The response must be made up of the lines in the entries below that contain "coordinates".

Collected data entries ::
Content starts

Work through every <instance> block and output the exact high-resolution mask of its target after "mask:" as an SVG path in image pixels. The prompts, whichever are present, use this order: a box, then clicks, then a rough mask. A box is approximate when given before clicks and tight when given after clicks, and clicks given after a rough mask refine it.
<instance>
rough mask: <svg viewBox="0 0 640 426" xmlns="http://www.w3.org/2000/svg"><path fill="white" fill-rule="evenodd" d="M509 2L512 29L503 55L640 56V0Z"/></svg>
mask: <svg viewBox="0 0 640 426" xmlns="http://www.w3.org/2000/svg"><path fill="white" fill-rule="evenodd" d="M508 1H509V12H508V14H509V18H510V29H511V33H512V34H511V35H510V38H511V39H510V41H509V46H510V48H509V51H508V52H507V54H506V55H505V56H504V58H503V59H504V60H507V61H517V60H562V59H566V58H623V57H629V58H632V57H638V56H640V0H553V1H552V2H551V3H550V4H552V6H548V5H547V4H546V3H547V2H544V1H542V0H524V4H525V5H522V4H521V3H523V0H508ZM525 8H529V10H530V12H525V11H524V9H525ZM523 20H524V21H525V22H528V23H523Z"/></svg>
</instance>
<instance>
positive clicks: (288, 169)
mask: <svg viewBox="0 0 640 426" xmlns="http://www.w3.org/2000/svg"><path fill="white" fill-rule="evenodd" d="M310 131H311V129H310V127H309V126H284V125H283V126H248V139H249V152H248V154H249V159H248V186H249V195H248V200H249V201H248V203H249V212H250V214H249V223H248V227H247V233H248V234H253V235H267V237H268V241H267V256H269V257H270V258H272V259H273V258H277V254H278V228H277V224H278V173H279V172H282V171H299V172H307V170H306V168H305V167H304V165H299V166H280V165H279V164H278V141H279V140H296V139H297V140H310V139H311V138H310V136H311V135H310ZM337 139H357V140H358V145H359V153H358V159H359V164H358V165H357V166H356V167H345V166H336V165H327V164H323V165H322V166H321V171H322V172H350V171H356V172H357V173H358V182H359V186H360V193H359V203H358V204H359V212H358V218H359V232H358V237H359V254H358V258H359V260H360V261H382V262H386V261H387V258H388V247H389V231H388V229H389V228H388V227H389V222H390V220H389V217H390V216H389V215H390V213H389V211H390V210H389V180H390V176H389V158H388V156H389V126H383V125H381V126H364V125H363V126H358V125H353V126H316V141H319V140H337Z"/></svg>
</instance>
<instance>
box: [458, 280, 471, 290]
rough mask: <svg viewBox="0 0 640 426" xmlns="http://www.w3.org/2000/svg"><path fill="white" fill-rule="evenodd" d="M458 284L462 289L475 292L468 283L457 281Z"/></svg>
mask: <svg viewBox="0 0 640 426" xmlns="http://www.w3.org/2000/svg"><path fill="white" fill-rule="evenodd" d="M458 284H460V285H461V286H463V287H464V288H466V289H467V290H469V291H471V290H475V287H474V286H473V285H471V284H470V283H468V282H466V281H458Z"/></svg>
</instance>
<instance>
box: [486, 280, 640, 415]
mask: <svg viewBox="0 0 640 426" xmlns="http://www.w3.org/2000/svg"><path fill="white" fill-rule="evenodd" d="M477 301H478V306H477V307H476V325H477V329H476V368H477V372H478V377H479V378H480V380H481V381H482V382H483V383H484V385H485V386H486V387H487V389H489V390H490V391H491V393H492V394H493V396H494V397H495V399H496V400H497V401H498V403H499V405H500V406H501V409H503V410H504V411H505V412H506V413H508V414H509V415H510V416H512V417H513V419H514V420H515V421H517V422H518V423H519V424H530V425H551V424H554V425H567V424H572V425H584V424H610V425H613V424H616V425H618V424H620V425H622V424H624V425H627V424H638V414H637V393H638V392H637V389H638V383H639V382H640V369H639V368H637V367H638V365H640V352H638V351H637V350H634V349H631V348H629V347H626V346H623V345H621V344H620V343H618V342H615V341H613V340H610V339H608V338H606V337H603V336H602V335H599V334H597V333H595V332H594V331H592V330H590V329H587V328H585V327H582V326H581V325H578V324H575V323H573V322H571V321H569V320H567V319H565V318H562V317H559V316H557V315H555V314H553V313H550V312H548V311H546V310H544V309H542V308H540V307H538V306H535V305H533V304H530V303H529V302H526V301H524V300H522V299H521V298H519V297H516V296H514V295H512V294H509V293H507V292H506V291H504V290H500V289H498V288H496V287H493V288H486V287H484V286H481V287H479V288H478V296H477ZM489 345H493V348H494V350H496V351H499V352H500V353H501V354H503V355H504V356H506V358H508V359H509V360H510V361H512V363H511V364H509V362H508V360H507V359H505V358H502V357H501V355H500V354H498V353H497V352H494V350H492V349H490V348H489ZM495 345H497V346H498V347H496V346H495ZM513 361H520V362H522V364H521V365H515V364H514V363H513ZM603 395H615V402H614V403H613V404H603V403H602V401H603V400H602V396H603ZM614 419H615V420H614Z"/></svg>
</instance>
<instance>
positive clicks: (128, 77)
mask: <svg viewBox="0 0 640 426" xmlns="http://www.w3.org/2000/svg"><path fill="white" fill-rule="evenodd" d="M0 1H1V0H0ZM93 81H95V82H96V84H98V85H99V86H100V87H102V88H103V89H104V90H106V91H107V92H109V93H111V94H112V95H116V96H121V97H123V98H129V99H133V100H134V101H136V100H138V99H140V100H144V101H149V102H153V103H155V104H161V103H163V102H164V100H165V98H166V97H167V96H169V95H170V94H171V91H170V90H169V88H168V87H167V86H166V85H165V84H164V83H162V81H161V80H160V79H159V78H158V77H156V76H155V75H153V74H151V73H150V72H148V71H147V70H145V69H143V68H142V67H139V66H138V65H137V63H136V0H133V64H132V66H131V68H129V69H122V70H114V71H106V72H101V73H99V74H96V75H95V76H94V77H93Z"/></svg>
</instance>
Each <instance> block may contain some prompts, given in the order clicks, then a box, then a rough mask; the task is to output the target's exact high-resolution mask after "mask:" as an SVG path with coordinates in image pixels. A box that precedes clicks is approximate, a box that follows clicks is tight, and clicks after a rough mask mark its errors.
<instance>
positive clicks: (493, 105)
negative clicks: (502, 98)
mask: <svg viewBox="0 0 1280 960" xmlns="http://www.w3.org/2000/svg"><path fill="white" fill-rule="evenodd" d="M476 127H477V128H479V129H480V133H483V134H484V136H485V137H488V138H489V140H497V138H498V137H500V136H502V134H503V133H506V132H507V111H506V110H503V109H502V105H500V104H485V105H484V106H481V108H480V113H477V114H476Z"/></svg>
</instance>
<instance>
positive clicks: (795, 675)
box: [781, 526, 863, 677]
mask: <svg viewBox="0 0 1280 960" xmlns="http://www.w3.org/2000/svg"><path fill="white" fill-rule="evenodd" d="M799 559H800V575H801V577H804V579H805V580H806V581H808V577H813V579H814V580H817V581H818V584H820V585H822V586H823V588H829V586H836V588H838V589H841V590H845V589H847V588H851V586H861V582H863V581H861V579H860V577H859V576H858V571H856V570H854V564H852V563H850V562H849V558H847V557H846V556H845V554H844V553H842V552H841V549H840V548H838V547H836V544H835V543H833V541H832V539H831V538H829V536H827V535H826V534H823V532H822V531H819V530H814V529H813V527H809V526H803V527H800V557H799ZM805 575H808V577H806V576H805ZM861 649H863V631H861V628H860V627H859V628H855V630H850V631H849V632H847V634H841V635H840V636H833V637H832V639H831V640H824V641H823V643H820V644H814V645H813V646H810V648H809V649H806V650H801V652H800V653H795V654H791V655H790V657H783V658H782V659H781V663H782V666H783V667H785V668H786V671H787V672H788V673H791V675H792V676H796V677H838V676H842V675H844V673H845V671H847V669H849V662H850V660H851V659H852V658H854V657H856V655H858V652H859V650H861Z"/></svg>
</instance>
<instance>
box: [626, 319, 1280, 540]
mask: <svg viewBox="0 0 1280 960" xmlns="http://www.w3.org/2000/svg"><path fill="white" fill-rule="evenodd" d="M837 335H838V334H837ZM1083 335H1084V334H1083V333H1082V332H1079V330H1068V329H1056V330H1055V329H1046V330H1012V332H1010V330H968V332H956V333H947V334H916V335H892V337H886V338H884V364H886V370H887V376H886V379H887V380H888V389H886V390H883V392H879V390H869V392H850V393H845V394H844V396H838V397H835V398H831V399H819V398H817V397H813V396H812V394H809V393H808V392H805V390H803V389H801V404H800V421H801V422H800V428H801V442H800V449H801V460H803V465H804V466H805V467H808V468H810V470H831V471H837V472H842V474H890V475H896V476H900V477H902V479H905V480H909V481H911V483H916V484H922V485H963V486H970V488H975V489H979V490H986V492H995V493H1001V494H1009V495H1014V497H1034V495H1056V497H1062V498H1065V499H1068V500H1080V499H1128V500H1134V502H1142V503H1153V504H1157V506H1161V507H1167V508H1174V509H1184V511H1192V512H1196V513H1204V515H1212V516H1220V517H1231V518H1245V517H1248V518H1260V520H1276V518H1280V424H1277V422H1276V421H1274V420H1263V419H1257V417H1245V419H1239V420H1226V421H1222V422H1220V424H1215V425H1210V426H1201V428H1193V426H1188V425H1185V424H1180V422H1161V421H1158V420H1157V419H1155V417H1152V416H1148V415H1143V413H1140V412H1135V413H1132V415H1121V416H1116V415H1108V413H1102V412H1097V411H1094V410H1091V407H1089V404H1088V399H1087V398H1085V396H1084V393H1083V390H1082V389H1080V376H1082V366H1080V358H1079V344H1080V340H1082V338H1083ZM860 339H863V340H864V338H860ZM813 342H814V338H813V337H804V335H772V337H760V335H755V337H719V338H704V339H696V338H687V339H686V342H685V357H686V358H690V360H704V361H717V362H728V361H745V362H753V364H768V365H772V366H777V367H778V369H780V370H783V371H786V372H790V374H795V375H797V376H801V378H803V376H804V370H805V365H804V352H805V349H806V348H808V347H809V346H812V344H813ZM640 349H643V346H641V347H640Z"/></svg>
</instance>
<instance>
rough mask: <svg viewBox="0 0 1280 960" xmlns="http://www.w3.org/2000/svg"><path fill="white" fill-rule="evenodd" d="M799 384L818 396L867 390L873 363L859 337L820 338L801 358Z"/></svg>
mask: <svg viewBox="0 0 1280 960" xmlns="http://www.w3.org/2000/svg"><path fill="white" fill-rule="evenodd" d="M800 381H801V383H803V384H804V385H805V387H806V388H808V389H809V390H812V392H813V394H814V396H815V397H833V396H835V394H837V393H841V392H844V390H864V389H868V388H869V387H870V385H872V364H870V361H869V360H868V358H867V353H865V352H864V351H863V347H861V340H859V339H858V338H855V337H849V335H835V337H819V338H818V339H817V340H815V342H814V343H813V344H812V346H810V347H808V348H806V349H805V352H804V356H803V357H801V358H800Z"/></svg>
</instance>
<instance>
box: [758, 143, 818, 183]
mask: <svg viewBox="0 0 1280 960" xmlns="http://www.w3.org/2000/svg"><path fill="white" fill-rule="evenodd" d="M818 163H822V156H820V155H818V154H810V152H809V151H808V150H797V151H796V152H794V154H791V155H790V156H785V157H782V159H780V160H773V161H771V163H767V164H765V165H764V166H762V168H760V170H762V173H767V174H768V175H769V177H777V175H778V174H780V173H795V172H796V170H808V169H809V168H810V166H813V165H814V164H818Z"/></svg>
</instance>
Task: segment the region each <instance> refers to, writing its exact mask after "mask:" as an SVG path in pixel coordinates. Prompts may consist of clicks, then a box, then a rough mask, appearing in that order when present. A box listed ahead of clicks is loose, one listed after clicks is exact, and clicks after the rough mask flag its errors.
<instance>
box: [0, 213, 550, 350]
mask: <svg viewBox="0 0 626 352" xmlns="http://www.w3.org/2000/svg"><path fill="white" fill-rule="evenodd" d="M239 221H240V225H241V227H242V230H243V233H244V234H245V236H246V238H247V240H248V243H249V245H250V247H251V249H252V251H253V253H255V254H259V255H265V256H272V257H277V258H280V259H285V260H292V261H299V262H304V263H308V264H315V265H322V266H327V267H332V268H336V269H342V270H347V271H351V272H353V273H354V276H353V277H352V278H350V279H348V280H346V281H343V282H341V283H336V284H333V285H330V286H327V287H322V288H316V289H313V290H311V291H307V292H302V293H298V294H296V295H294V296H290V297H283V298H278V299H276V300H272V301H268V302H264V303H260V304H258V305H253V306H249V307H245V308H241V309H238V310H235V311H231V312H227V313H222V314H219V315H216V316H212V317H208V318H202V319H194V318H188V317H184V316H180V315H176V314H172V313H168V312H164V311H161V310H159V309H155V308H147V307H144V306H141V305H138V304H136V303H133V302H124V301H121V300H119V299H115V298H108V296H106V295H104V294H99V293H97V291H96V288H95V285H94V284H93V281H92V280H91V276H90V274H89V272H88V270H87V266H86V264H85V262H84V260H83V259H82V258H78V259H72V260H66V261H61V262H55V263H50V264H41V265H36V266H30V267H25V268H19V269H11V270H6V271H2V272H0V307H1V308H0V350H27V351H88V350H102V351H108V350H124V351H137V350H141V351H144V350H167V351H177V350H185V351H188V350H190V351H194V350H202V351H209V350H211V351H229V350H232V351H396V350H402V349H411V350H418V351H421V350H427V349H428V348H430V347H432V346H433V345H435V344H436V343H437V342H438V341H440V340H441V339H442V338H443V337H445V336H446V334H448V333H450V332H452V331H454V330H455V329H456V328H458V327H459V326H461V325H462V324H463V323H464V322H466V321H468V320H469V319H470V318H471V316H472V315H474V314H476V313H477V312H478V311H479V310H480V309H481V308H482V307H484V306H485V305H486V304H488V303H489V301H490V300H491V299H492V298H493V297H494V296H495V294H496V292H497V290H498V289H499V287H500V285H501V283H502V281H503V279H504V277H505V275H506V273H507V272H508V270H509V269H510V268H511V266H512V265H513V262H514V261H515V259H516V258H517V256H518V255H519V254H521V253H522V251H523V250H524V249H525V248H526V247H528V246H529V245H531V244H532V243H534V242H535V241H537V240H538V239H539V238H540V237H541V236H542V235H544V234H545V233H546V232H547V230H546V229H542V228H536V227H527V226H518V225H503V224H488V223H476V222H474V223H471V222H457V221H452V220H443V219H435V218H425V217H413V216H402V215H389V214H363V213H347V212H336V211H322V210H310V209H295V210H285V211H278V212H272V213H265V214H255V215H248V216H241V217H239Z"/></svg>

Content ends

RESULT OF THIS TASK ::
Each <instance> block may contain some prompts, given in the order clicks, then a box, then a rough mask; the task is to output the target's exact high-resolution mask after "mask:" as an SVG path with coordinates in image pixels. A box that precedes clicks is approximate, a box that follows clicks is tight, and clicks after a rough mask mark its errors.
Task: segment the region each <instance> refers to, writing its exact mask after "mask:" as an SVG path in pixel coordinates. Prompts may consist of clicks, then a box, then a rough mask, appearing in that order when present. A box listed ahead of clicks is loose, one listed after clicks is exact, and clicks after the rough mask flag its errors.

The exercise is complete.